* **Problem to work on**: Please copy the material below word for word, leaving out the pictures.

[START Record excerpts]

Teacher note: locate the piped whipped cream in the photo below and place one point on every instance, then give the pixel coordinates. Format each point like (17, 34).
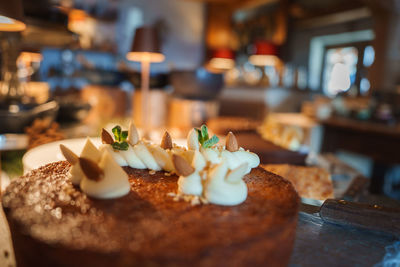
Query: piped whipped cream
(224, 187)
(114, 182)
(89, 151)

[END Record excerpts]

* **Solved exercise**:
Teacher note: locate the piped whipped cream in the photo below and place one point on every instance, then give the pixel coordinates. Format each point like (17, 34).
Query: piped whipped cream
(224, 187)
(114, 182)
(89, 151)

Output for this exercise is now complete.